PROBLEMS TO WORK ON -
a – Decide whether each statement below agrees with the passage on ZANU–PF. Answer yes or no for each and quote the words from the passage that settle it.
(i) The MDC has made no inroads into ZANU–PF's rural support base.
(ii) Compromising information on disloyal members goes to a partisan attorney general.
(iii) Jonathan Moyo is named among ZANU–PF's talented politicians.
b – Answer these questions from the passage on ZANU–PF.
(i) Who makes up the party's 'permanent' support base?
(ii) What return does the party warn of when it plays the fear card against the MDC?
(iii) What does the passage call ZANU–PF's greatest source of survival?
c – Write the next part of the passage on ZANU–PF, picking up right after its final sentence.

── PASSAGE SHOWN

ZANU–PF has had an overwhelming share of Zimbabwe’s most talented
politicians. Amongst others, contemporaries include Patrick Chinamasa,
Jonathan Moyo, and Herbert Murerwa. This vanguard of elite politicians, who
have masterminded ZANU–PF’s stranglehold on Zimbabwean politics since the
1980s, are not only street smart and academic, they are also ruthless.

This personnel has created an ideology that appears to resonate with a
staunchly anti-Western and nationalistic section of Zimbabwean society. It
could be argued that ZANU–PF has a ‘permanent’ support base of mostly rural
peasants that have more or less consistently voted for them since
independence. Though the MDC has started to make some inroads into this,
historically, it has been difficult for the opposition to claim significant
support from this group.

Another ZANU-PF tool has been propaganda. For example, it has repeatedly
played the fear card of a return of ‘white rule’ through the MDC, portraying
the opposition as conniving with foreigners to steal Zimbabwe’s riches and
do harm to the country.

President Mugabe’s party also understands the application of history as
propaganda, and as a social and political organising force that can help
shape national identity. The party has manufactured and popularised many
different versions of history in order to justify both its policies - such
as land reform, indigenisation and repression. History has been used to
reinforce the centrality of ZANU–PF in Zimbabwean politics and the eternal
nature of the ‘revolutionary party’ versus the ephemeral nature of other
parties that have come and gone.

Elite cohesion: enforced loyalty
Despite all of these measures, the cohesion amongst its elite has been
ZANU – PF’s greatest source of survival. There might be genuine grounds for
the opposition’s optimism if President Mugabe’s party were split down in the
middle, or a significant number of party stalwarts were to leave.

What explains this high level of cohesion? First, one might look at what has
been termed ‘corrupt law practice’. This system is simple - in return for
the loyalty of this elite, the ZANU–PF government tolerates corrupt
activities by its party officials. At the same time, the government closely
documents this corruption, building evidence that can be used to control
these elite officials, particularly those that the party cannot afford to
leave or join other parties. If any of these members undermine party
cohesion by, for example, threatening to form a breakaway political party or
join a rival party, compromising information is passed to a partisan
attorney general, who then pursues them. The disobedient party member either
faces prospect of jail or full–scale seizure of their wealth, or both.

This strategy against a number of elite members: James Makamba, Chris
Kuruneri, Philip Chiyangwa to name a few. These party stalwarts were jailed,
or threatened with jail, and also faced the possibility of being stripped of
their wealth. Action against these men has acted as a warning to others in
the party: keep in line or face devastating legal consequences.

────
── RECORD LIST

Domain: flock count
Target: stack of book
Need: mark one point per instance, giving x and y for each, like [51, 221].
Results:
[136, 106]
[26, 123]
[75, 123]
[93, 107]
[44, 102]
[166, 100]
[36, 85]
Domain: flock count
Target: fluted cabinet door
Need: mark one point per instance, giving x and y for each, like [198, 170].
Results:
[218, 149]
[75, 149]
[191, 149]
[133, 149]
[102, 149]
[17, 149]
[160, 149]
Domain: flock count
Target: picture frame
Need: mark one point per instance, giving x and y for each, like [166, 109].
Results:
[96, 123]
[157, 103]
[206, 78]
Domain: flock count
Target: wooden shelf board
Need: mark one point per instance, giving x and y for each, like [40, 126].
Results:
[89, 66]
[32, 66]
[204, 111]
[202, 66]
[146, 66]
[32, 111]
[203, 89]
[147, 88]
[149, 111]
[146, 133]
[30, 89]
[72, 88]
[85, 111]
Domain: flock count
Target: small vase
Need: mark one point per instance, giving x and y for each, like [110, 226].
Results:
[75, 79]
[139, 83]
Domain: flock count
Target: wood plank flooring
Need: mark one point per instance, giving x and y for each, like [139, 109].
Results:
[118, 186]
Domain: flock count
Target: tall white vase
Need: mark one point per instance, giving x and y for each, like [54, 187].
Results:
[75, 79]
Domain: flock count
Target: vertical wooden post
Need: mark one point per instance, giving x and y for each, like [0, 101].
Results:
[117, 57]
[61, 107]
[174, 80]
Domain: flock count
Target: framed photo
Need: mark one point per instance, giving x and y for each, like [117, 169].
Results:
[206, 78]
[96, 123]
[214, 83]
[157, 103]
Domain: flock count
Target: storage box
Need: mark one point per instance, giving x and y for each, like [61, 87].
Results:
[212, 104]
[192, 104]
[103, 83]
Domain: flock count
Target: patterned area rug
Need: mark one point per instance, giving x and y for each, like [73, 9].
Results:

────

RESPONSES IN ORDER -
a –
(i) No: "Though the MDC has started to make some inroads into this"
(ii) Yes: "compromising information is passed to a partisan attorney general, who then pursues them"
(iii) Yes: "contemporaries include Patrick Chinamasa, Jonathan Moyo, and Herbert Murerwa"

b –
(i) Mostly rural peasants.
(ii) A return of 'white rule'.
(iii) The cohesion amongst its elite.

c –
The very nature of ZANU – PF’s corrupt political culture has ensured its
survival. The party is dominated by wealthy individuals who have mines, vast
tracts of land and control local banks. Together, these individuals practise
a distinctive form of patronage politics that they have used to maintain the
party’s unity. Public offices are often used by ZANU–PF elites to gain
access to state resources, which are then shared amongst party elites in
order to retain their loyalty to the party. The resources are used to lure
talented members of the intelligentsia and powerful civil society leaders to
the party.

The West has aided ZANU–PF survival
Western powers have publicly backed the opposition party, the Movement for
Democratic Change. However, their pronouncements may undermine the very
democratic ideals that they seek to uphold. They played into the hands of
President Mugabe as he rallies his core supporters’ against these perceived
attempts of external interference in Zimbabwean politics. Calls from
Washington and Brussels have afforded ZANU–PF the perfect opportunity to
frame the MDC as a front for neo–imperialism.

ZANU–PF’s Succession Problems
This may seem like an unshakeable hold on the political landscape, however,
once Mugabe leaves, all bets on ZANU–PF’s political future are off. The 89
year old’s presence has so far prevented any potential split in the party.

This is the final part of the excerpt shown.